- WHAT YOU ARE ASKED TO DO: Repeat every record below exactly as written.

- RECORDED DATA:
▽

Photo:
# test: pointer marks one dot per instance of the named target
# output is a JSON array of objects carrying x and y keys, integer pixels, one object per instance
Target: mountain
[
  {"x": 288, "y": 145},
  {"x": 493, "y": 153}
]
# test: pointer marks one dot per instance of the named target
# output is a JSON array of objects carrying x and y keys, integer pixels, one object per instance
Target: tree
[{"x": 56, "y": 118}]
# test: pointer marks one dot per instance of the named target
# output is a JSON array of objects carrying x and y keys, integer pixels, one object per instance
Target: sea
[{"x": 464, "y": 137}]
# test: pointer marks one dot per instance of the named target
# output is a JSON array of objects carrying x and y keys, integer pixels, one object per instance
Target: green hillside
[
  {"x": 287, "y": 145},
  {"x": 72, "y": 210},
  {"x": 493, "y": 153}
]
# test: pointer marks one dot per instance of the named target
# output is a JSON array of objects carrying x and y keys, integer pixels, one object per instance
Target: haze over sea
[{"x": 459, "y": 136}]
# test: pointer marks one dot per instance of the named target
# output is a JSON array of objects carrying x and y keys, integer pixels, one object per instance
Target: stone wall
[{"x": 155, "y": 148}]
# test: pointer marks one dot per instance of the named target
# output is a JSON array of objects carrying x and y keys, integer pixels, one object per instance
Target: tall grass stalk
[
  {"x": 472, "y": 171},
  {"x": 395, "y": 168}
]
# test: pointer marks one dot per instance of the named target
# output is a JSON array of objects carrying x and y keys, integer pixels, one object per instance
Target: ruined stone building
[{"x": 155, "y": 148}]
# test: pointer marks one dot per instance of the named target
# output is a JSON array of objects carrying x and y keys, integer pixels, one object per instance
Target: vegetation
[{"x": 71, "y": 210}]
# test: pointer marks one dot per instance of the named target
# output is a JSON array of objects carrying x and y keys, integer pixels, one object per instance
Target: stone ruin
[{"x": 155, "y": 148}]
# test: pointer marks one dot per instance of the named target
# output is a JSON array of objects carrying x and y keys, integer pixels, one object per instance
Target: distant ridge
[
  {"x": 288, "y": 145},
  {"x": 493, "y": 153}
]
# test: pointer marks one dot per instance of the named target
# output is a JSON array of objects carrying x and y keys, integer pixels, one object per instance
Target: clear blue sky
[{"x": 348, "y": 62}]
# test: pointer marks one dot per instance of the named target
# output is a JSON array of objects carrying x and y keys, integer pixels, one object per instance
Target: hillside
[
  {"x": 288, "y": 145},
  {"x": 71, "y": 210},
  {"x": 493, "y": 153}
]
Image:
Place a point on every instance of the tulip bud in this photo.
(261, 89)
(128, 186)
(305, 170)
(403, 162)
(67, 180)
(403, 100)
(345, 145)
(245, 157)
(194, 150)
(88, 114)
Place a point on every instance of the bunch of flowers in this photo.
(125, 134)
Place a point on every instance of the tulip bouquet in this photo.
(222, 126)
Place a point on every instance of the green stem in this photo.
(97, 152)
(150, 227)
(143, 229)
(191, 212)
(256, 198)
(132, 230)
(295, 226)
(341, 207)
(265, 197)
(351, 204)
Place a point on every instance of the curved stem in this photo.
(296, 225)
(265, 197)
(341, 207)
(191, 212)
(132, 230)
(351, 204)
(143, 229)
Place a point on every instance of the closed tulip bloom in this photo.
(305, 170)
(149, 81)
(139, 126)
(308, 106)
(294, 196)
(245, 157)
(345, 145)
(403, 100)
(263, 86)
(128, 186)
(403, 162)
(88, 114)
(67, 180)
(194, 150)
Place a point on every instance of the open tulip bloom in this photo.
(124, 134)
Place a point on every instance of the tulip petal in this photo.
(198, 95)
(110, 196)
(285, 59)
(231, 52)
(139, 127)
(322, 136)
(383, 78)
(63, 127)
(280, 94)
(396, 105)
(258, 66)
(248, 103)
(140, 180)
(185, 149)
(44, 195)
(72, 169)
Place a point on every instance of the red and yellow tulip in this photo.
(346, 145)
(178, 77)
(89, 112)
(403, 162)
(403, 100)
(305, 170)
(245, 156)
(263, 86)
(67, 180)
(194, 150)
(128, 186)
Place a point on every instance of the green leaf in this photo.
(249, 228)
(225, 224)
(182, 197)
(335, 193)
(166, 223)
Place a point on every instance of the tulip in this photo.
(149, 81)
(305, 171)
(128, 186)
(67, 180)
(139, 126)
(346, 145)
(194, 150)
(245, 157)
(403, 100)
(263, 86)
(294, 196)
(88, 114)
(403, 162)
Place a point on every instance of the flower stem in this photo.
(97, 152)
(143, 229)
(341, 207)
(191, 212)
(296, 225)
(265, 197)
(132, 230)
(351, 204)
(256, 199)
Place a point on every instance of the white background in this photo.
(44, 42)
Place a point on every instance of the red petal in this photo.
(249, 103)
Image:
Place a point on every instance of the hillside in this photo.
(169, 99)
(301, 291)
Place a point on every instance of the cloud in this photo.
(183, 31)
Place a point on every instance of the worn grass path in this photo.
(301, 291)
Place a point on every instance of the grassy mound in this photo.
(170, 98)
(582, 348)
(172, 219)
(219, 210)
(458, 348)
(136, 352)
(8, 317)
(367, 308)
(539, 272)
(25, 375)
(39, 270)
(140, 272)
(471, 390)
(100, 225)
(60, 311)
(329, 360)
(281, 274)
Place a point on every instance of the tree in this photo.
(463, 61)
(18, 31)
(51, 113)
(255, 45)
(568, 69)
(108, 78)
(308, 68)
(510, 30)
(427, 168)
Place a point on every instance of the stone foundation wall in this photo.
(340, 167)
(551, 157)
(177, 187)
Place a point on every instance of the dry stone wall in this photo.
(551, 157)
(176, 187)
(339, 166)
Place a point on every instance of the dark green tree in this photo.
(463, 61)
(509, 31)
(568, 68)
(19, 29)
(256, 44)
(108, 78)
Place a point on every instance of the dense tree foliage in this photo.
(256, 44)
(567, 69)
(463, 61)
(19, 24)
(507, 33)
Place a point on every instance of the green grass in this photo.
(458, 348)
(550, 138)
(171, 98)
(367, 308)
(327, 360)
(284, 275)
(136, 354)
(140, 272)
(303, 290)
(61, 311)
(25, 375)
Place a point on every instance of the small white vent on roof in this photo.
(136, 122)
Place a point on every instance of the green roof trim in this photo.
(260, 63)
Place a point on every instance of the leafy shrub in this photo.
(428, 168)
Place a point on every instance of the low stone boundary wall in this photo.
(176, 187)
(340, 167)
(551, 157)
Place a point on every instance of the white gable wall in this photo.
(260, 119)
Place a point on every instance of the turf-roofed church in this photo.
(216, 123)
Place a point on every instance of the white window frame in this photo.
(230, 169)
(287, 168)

△

- TASK RESPONSE:
Photo:
# test: pointer marks one dot per instance of the named target
# output is a JSON array of objects carrying x and y keys, integer pixels, one object per instance
Target: mountain
[
  {"x": 288, "y": 145},
  {"x": 493, "y": 153}
]
# test: pointer marks one dot per instance of the named target
# output is a JSON array of objects carrying x and y keys, integer pixels, one object per instance
Target: tree
[{"x": 56, "y": 118}]
# test: pointer marks one dot per instance of the named target
# output is a JSON array of objects carrying x and y keys, integer pixels, one object per instance
Target: sea
[{"x": 464, "y": 137}]
# test: pointer marks one dot per instance of the named target
# output is a JSON array of objects carrying x and y keys, integer pixels, one object per instance
Target: green hillside
[
  {"x": 287, "y": 145},
  {"x": 72, "y": 210},
  {"x": 493, "y": 153}
]
# test: pointer marks one dot per instance of the named target
# output is a JSON array of objects carrying x and y keys, integer pixels, one object per instance
Target: haze over sea
[{"x": 459, "y": 136}]
# test: pointer marks one dot per instance of the named target
# output is a JSON array of objects carrying x and y keys, integer pixels, one object per instance
Target: stone wall
[{"x": 155, "y": 148}]
# test: pointer marks one dot per instance of the named target
# output is a JSON array of objects carrying x and y keys, integer pixels, one object per instance
Target: tall grass stalk
[
  {"x": 472, "y": 171},
  {"x": 395, "y": 168}
]
# test: pointer marks one dot per instance of the named target
# output is a JSON array of objects carrying x and y keys, integer pixels, one object per instance
Target: ruined stone building
[{"x": 155, "y": 148}]
# test: pointer marks one dot per instance of the named target
# output is a JSON array of objects carrying x and y keys, integer pixels, one object per instance
Target: vegetation
[{"x": 71, "y": 210}]
# test: pointer marks one dot per instance of the named target
# output is a JSON array of objects carrying x and y keys, integer pixels, one object per instance
Target: stone ruin
[{"x": 155, "y": 148}]
# test: pointer marks one dot per instance of the named target
# output is a JSON array of objects carrying x and y keys, integer pixels, one object per instance
Target: distant ridge
[
  {"x": 288, "y": 145},
  {"x": 493, "y": 153}
]
# test: pointer marks one dot per instance of the named target
# output is a JSON array of objects carrying x and y keys, integer pixels, one object per instance
Target: clear blue sky
[{"x": 348, "y": 62}]
# test: pointer marks one dot per instance of the named target
# output is a JSON array of objects carrying x and y keys, integer pixels, one object per instance
Target: hillside
[
  {"x": 288, "y": 145},
  {"x": 71, "y": 210},
  {"x": 493, "y": 153}
]
Image:
Place a point on every instance of the tulip bud in this photo.
(261, 89)
(128, 186)
(305, 170)
(403, 162)
(67, 180)
(403, 100)
(345, 145)
(245, 157)
(194, 150)
(88, 114)
Place a point on every instance of the bunch of flowers in this photo.
(125, 134)
Place a point on every instance of the tulip bouquet in this photo.
(222, 126)
Place a point on every instance of the green stem in this photo.
(97, 152)
(150, 227)
(143, 229)
(191, 212)
(256, 198)
(132, 230)
(295, 226)
(341, 207)
(265, 197)
(351, 204)
Place a point on every instance of the curved stem in this photo.
(296, 225)
(265, 197)
(341, 207)
(191, 212)
(132, 230)
(351, 204)
(143, 229)
Place a point on every instance of the closed tulip bloom in this photo.
(305, 170)
(149, 81)
(139, 126)
(308, 106)
(294, 196)
(245, 157)
(345, 145)
(403, 100)
(263, 86)
(128, 186)
(403, 162)
(88, 114)
(67, 180)
(194, 150)
Place a point on every instance of the open tulip bloom in this photo.
(124, 134)
Place a point on every instance of the tulip petal in this photo.
(198, 95)
(110, 196)
(285, 59)
(231, 52)
(139, 127)
(322, 136)
(383, 78)
(63, 127)
(280, 94)
(396, 105)
(258, 66)
(248, 103)
(140, 180)
(185, 149)
(44, 195)
(72, 169)
Place a point on every instance of the red and yellow tulip in this photo.
(346, 145)
(178, 77)
(89, 112)
(403, 162)
(403, 100)
(305, 170)
(245, 156)
(263, 86)
(67, 180)
(194, 150)
(128, 186)
Place a point on every instance of the green leaf in this photo.
(249, 228)
(225, 224)
(182, 197)
(335, 193)
(166, 223)
Place a point on every instance of the tulip in this photo.
(149, 81)
(305, 171)
(128, 186)
(67, 180)
(139, 126)
(346, 145)
(194, 150)
(245, 157)
(403, 100)
(263, 86)
(294, 196)
(88, 114)
(403, 162)
Place a point on every instance of the flower stem in this photo.
(97, 152)
(143, 229)
(341, 207)
(191, 212)
(296, 225)
(265, 197)
(132, 230)
(351, 204)
(256, 199)
Place a point on every instance of the white background in this photo.
(44, 42)
Place a point on every instance of the red petal in this photo.
(249, 103)
Image:
Place a point on every instance of the hillside in this photo.
(169, 99)
(301, 291)
Place a point on every instance of the cloud in this photo.
(183, 31)
Place a point on every instance of the worn grass path in this photo.
(301, 291)
Place a point on every instance of the grassy mound in this photo.
(170, 98)
(582, 348)
(172, 219)
(219, 210)
(458, 348)
(136, 352)
(8, 317)
(367, 308)
(539, 272)
(25, 375)
(39, 270)
(140, 272)
(471, 390)
(100, 225)
(60, 311)
(329, 360)
(281, 274)
Place a point on every instance of the tree in this photo.
(463, 61)
(18, 31)
(51, 113)
(255, 45)
(568, 69)
(108, 78)
(308, 68)
(510, 30)
(427, 168)
Place a point on every instance of the stone foundation wall in this photo.
(340, 167)
(551, 157)
(177, 187)
Place a point on every instance of the dry stone wall in this photo.
(551, 157)
(176, 187)
(339, 166)
Place a point on every instance of the dark green tree in this photo.
(463, 61)
(509, 31)
(568, 68)
(19, 29)
(256, 44)
(108, 78)
Place a point on every instance of the dense tree foliage in this photo.
(256, 44)
(567, 69)
(463, 61)
(19, 24)
(507, 33)
Place a point on every instance of the green grass in this photo.
(458, 348)
(550, 138)
(171, 98)
(367, 308)
(327, 360)
(284, 275)
(136, 354)
(140, 272)
(303, 290)
(61, 311)
(25, 375)
Place a point on every instance of the small white vent on roof in this photo.
(136, 122)
Place a point on every instance of the green roof trim in this photo.
(260, 63)
Place a point on every instance of the leafy shrub in this photo.
(428, 168)
Place a point on every instance of the low stone boundary wall in this photo.
(176, 187)
(340, 167)
(551, 157)
Place a point on every instance of the white gable wall in this photo.
(260, 119)
Place a point on every instance of the turf-roofed church in this photo.
(216, 123)
Place a point on every instance of the white window frame in this photo.
(230, 169)
(287, 168)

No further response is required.